Written problem: Rewrite every entry below, swapping "marker" for "dot" wherever it occurs and changing nothing else. Do not include the pictures in your answer.
Extracted material start
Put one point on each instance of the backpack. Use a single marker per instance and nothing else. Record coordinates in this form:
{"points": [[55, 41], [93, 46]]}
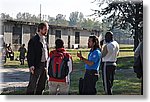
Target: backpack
{"points": [[58, 67]]}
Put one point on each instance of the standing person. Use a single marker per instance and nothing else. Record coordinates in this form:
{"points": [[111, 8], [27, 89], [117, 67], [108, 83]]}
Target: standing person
{"points": [[92, 67], [37, 56], [138, 63], [59, 69], [22, 51], [10, 52], [110, 52]]}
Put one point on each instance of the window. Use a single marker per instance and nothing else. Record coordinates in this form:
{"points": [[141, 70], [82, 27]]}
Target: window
Extracted material end
Response below:
Put one point on each instance of the backpack. Use a single dot per instance and nothing else. Record coordinates in this form:
{"points": [[55, 41], [93, 46]]}
Target: backpack
{"points": [[58, 67]]}
Put one point on each instance of the standing person. Use a single dot per instance and nothing else. Record coordinates in this form:
{"points": [[111, 8], [27, 89], [117, 67], [108, 83]]}
Target: standing person
{"points": [[92, 67], [37, 56], [138, 63], [59, 69], [22, 51], [10, 52], [110, 52]]}
Put one point on each instance of the window. Use a single dot per instance and nothing else. Record coordinates in this form:
{"points": [[141, 70], [82, 27]]}
Target: window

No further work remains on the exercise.